→ SHORT TASK: Scale the rows from the one that contains "Tag verification: distant mountain." to the one that contains "[254, 580, 327, 599]", both ends included. Write those rows out again in full, requests too, with each bounding box coordinate in the answers multiplied by 1.9 and rounded to a whole number (halves round up), and give only those rows.

------------------------------------------------------------------------

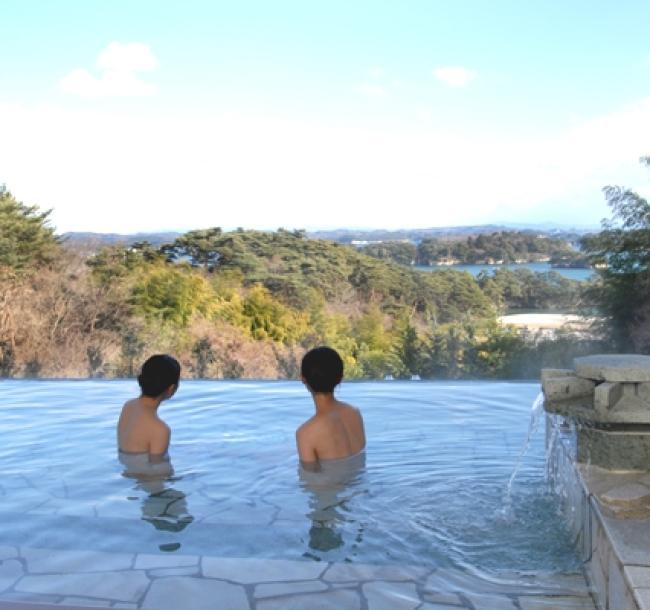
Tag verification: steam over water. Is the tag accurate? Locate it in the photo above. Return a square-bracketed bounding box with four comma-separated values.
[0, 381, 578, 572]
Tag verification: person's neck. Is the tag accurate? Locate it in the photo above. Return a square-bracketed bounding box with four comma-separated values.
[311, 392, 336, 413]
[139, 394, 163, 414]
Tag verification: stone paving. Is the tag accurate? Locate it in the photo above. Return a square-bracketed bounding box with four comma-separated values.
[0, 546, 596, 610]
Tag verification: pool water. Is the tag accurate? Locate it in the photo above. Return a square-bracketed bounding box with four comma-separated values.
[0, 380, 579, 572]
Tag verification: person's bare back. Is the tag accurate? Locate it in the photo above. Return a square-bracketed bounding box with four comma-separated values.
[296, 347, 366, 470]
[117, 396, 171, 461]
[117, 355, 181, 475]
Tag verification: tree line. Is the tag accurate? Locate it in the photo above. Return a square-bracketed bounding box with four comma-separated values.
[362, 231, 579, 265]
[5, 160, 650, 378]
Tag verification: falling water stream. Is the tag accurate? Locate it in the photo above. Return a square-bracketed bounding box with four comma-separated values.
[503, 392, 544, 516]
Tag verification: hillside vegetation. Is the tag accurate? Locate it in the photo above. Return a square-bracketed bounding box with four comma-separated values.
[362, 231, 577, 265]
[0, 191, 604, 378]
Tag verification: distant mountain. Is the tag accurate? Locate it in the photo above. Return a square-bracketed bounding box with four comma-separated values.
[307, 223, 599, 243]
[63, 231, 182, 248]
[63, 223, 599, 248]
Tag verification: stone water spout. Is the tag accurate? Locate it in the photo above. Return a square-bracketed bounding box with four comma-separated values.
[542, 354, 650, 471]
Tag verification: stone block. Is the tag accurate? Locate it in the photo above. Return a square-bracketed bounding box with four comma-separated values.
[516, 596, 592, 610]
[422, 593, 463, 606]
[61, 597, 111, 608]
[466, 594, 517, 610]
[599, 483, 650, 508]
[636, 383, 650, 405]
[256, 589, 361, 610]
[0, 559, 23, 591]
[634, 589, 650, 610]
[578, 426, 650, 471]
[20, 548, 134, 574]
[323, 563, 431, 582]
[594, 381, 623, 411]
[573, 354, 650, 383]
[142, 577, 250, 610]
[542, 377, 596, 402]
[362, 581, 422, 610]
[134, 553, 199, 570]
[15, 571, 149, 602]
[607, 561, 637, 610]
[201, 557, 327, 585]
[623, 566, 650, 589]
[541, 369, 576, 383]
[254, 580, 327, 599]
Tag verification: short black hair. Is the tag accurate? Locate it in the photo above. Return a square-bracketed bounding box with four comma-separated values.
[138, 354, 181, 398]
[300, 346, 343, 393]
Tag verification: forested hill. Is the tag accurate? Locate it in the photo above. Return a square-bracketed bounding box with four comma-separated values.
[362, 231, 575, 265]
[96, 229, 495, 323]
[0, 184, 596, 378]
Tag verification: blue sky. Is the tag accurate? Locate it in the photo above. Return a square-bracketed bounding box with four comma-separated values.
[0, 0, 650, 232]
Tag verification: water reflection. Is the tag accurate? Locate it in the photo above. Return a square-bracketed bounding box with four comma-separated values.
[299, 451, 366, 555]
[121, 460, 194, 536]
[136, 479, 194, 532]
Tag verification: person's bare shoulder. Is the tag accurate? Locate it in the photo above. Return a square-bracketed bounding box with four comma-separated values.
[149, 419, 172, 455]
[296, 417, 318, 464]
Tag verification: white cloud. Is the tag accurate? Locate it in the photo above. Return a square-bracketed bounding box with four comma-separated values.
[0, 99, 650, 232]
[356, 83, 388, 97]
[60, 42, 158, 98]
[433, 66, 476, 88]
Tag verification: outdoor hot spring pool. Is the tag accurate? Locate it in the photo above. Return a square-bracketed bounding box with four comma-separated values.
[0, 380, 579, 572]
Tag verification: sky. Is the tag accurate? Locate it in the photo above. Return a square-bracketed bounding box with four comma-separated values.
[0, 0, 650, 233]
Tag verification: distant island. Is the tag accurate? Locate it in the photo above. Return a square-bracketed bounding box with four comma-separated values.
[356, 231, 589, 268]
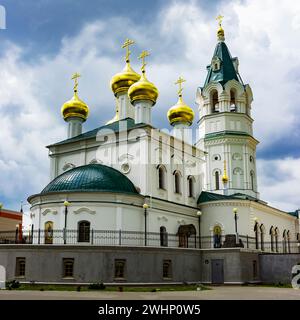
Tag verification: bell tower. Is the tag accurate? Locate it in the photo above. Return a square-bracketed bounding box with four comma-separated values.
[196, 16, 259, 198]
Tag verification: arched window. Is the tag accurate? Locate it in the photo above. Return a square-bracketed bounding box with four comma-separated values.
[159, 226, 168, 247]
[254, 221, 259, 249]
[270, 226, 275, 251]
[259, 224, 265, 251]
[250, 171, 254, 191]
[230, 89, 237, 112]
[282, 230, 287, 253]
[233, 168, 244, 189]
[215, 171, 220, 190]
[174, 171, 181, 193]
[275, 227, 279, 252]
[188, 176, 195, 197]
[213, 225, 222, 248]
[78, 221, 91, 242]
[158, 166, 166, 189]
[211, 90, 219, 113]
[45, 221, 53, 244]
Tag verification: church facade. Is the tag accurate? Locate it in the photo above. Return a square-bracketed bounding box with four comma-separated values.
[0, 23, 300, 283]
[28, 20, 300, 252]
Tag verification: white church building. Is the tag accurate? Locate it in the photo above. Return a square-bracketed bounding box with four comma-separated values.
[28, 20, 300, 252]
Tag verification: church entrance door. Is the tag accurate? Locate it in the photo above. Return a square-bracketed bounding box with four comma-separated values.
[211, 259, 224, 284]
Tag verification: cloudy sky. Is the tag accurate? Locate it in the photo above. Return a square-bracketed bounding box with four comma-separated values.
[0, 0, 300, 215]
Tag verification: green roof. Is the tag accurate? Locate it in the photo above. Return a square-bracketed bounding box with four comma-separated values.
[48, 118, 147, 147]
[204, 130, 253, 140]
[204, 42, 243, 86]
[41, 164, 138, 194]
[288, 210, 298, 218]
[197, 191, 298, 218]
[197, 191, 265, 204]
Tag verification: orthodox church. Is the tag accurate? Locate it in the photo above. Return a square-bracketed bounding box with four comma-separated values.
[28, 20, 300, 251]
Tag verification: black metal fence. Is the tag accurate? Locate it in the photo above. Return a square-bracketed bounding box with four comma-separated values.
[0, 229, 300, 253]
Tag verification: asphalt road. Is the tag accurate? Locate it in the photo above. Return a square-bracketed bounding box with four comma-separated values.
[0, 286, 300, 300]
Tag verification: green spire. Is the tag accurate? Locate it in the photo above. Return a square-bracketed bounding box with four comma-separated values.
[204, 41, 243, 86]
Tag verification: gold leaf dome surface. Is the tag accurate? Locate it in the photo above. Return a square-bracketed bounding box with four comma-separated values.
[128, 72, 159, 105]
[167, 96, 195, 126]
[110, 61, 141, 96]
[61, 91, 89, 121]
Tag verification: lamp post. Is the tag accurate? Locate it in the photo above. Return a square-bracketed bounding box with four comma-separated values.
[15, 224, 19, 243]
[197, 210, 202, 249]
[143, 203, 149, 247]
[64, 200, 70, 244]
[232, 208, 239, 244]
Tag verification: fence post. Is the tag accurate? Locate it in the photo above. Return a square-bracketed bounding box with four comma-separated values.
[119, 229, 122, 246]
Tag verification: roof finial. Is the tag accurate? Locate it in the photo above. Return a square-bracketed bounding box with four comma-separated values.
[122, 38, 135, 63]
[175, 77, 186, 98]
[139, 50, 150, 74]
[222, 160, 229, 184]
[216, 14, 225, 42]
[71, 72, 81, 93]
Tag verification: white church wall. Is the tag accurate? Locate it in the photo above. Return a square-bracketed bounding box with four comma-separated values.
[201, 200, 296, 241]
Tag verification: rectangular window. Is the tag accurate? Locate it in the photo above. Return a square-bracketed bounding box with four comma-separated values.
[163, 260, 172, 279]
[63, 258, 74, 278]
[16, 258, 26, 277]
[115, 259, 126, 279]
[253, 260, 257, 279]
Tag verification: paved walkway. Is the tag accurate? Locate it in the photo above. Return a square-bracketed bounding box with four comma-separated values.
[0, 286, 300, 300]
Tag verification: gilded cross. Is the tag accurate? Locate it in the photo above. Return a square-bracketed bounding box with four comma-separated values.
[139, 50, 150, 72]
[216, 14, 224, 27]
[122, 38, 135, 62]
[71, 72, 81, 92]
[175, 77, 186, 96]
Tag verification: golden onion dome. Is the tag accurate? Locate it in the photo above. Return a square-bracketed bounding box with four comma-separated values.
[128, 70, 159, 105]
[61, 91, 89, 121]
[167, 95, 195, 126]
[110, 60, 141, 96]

------------------------------------------------------------------------

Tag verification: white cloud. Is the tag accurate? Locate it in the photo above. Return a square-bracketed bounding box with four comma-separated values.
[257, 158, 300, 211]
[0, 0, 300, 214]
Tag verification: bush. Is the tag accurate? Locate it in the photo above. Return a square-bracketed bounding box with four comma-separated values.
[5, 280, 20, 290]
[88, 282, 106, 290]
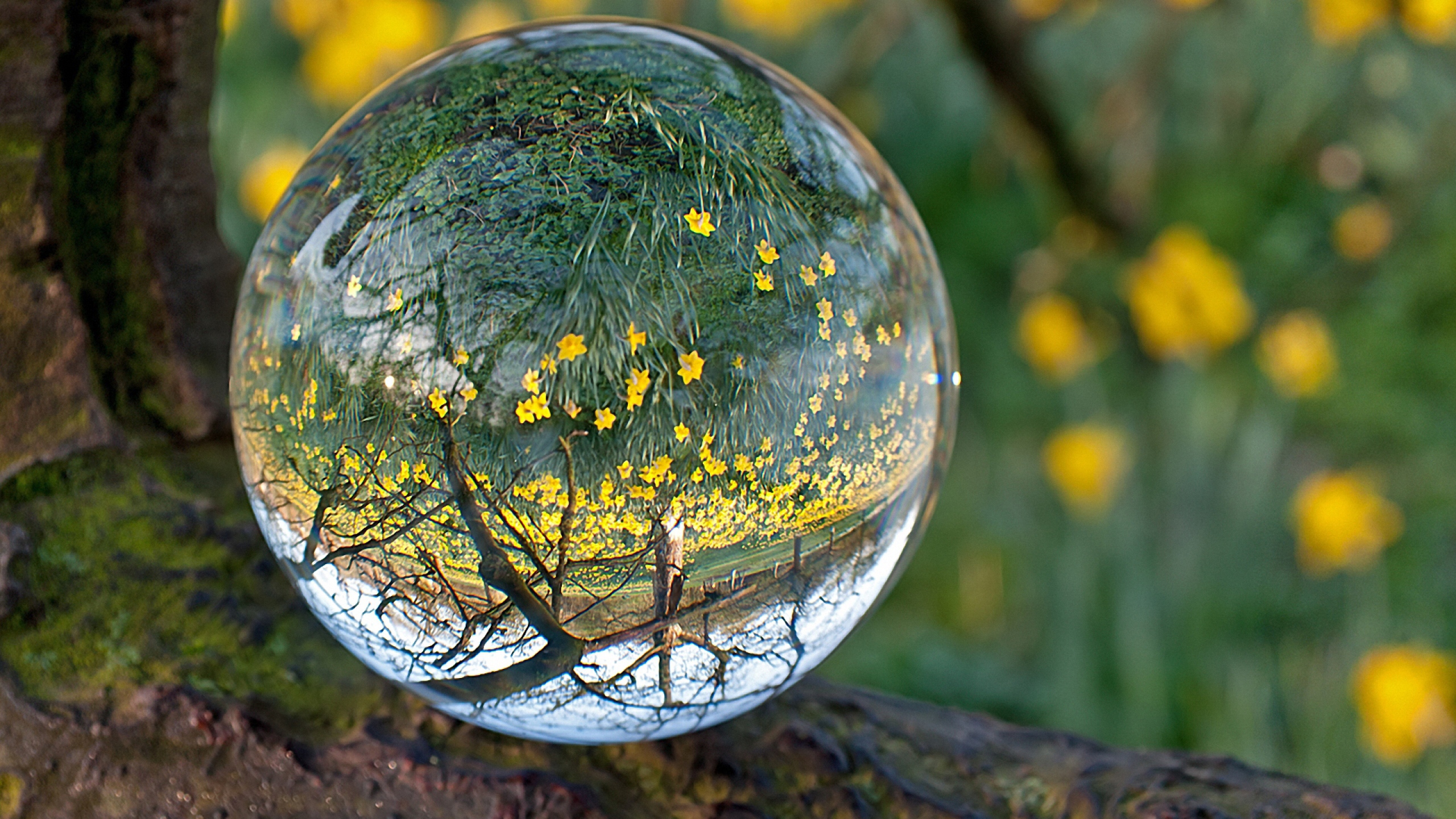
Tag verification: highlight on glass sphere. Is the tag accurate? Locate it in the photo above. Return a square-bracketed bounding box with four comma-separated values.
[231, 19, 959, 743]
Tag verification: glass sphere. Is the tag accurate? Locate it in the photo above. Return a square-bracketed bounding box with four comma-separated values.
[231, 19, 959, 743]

------------------------------------------------------------------------

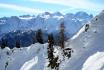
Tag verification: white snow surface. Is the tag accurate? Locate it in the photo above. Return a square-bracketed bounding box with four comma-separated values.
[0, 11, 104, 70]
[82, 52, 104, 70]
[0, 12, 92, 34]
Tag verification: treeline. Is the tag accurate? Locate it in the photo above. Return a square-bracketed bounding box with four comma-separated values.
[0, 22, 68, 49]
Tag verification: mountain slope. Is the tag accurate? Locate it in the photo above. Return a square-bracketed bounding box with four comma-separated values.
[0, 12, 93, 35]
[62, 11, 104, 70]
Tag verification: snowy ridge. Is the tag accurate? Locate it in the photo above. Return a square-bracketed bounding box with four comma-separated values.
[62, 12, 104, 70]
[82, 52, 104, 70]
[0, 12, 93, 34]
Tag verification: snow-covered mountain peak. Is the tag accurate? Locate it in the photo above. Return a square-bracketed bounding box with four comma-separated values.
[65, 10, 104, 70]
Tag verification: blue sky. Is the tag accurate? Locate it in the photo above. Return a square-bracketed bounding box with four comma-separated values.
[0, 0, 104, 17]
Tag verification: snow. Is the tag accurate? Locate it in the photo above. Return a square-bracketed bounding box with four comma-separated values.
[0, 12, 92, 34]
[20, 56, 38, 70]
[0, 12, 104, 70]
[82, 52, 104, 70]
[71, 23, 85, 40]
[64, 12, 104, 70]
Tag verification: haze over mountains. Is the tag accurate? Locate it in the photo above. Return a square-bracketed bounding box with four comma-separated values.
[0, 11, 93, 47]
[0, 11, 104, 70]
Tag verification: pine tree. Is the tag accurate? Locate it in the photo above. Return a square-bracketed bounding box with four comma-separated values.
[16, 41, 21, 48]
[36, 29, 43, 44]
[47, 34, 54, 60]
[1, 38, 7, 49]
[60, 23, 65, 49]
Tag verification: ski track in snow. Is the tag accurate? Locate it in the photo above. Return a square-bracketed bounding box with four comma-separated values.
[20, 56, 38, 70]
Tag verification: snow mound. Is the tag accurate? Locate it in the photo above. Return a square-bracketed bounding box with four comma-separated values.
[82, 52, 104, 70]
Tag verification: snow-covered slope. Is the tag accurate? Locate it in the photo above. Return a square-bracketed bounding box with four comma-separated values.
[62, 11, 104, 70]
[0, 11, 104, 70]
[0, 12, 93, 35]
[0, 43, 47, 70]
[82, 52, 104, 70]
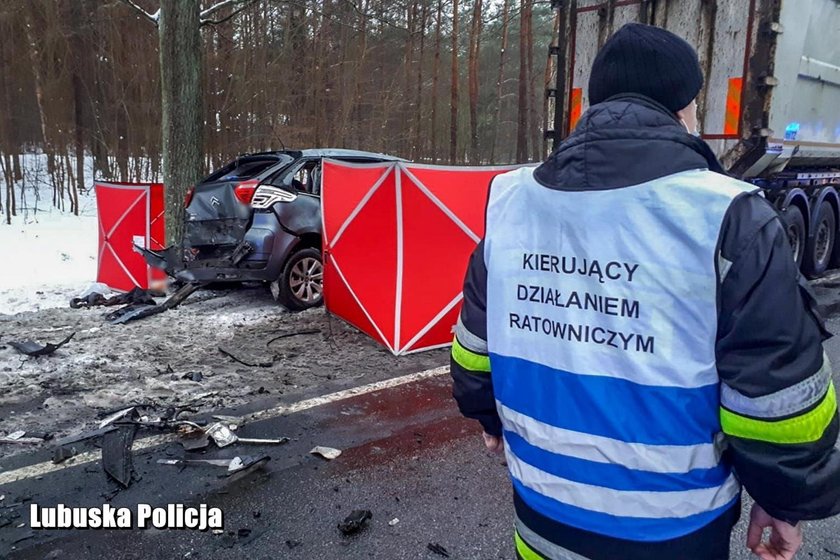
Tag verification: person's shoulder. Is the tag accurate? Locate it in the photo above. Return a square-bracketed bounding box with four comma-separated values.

------------------------------------------------------------------------

→ REPLY TO THE EXERCISE:
Tag verification: distant mountain. Is the tag accurate? Locate it in the photo above. Return a square-bracketed bounding box with four comma-separated values.
[583, 424, 1138, 462]
[120, 439, 346, 471]
[120, 424, 1138, 471]
Tag verification: stone water spout. Is the tag accurate? Locate it in the photo above. Return a square-bracketed bounding box with four comma-separated values.
[1030, 673, 1235, 895]
Tag verification: stone block. Is the tag accurate? Locate it in the photo above. Return a square-bracketed bounding box with four comma-separated values.
[980, 1132, 1125, 1159]
[802, 1127, 880, 1151]
[116, 1134, 211, 1155]
[885, 1129, 982, 1159]
[1138, 918, 1235, 965]
[1208, 728, 1235, 770]
[486, 1119, 686, 1159]
[0, 1062, 44, 1123]
[1205, 1119, 1235, 1159]
[1098, 809, 1235, 895]
[38, 1041, 255, 1091]
[614, 1070, 819, 1106]
[1129, 724, 1184, 781]
[1089, 673, 1235, 728]
[270, 1096, 475, 1159]
[1030, 716, 1132, 764]
[688, 1104, 802, 1159]
[255, 1051, 378, 1083]
[29, 1085, 283, 1144]
[1153, 1066, 1210, 1159]
[382, 1058, 621, 1112]
[1184, 1075, 1235, 1119]
[1028, 701, 1094, 728]
[483, 1102, 621, 1138]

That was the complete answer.